DIRECTIONS
**1.** According to the report on the luxury brands forum, what does the International Copyright Council estimate the global trade in counterfeit goods is worth?
**2.** Pick up the report on the luxury brands forum after its last sentence and keep writing it.

QUOTED TEXT
Managing Intellectual Property logoLuxury Brands Retail Forum, London, September 2015

A report from Pandora Mather-Lees, Director, IORMA  Luxury



The International Copyright Council estimates that the global trade in counterfeit goods is now around $1.77 trillion worldwide.  The MIP forum is therefore timely and was one of the more useful and enlightening conferences this year on the subject of luxury, being specifically aimed at in-house counsel and the key legal drivers underpinning the luxury industry.

It should be no surprise that the topics included registering patents, trademarks and designs, the proliferation of counterfeit goods, the challenges presented by wearable technology, social media, emerging markets and managing one’s valuable brand equity and flawless reputation online.


Much ground was covered in the one day which hosted speakers from Britain’s most prestigious brands.  The scene was set by Duncan Hinnells of Aston Martin who spoke with incredible clarity about the complex issues for legal counsel of luxury brands in tracking and tackling the industry’s concerns. Duncan highlighted the importance here of preserving brand image for sustaining market capitalisation and leveraging finance. It requires skill to maintain authenticity, consistency and desirability whilst managing scarcity.

This was an opportunity to provide valuable advice and to share lessons learned in a world where the purveying of infringing goods, parody and the passing off of established brands has never been so easy.

SOURCE MATERIAL
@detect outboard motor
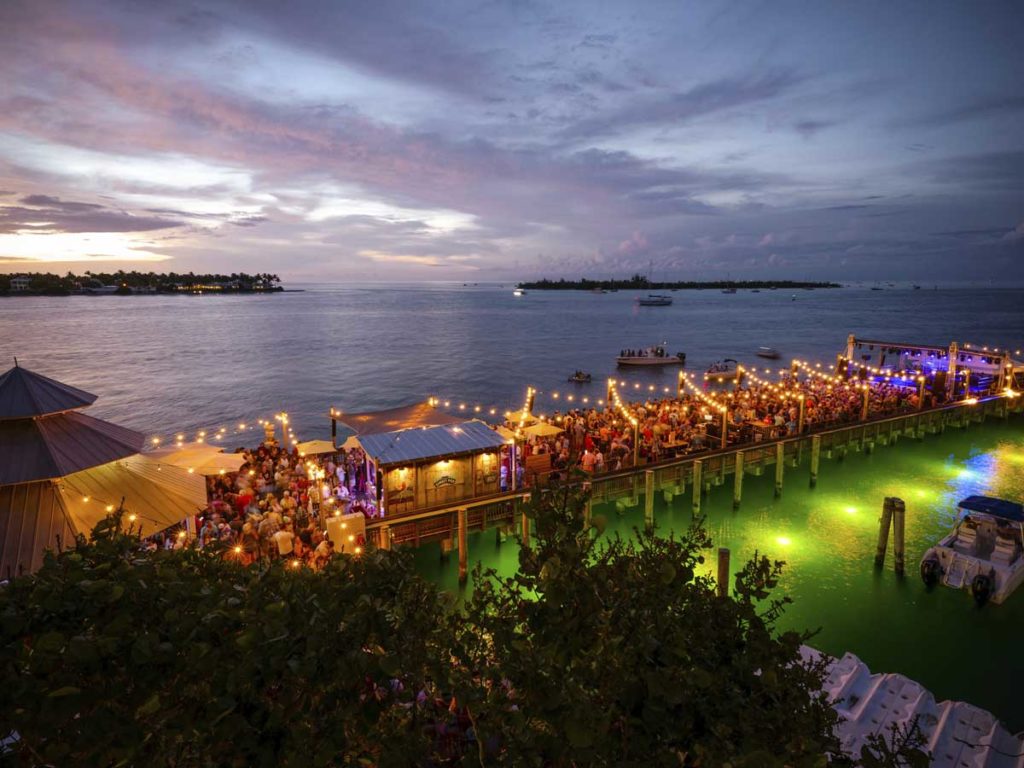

ANSWER SET
**1.** Around $1.77 trillion worldwide.

**2.**
It is helpful to illustrate a few case studies to highlight the depth of the problems faced by the legal profession.



A fascinating instance was presented by Pernod Ricard’s Group IP Director, Mathieu Prot, who is responsible for protecting a range of prestige spirits. This was a heart-warming story about how one company turned the infringement problem on its head by encouraging its customers to fight a real cause affecting their enjoyment of the product.
Customers of luxury brands are among the most loyal of purchasers and this is put to good use in the case of Royal Salute and other spirits with the innovation of the ‘connected bottle’.  Fake bottles of spirits are not good for the imbiber. So what Pernod Ricard has now done is to embed QR code technology in the bottle which can be scanned (via WeChat) so that the customer can prove the authenticity of their favourite tipple, simultaneously becoming an active defender of the brand.  Apparently this seems to work with 42% of their key drinkers being aware of the technology and some 2000 consumers a day scanning the codes and being rewarded for finding infringements. It seems that IP perpetrators however collect genuine empty bottles, filling them with cheap equivalents and that is tricky to control.

Lee Gage, Chief Legal Counsel with Myla lingerie cited that the designs are not so much copied as are the fabrics and patterns. Spectra Systems, an American company and IORMA Associate, just launching in the UK provides anti-counterfeit technology embedded into fabrics so that the design can be authenticated easily with a scanner. Spectra has considerable success with luxury brands because this concept, like Pernod Ricard’s, makes it easier to spot infringements using a simple smartphone app.



Cases of parody were mentioned, one of the most famous being the Greenpeace copy of a Shell oil campaign whereby the copy was almost identical in look and feel to the original, but bearing a very different message.  In the luxury sphere, Luxury Goods International which owns Yves St Laurent has filed a trademark lawsuit against Jeanine Hellier of What About Yves.  The infringing item, a black t-shirt was a protest about the brand dropping the word Yves from its name.  The case was won, for the parody was seen to dilute the YSL brand through its use of inferior materials and also because it represented unfair competition.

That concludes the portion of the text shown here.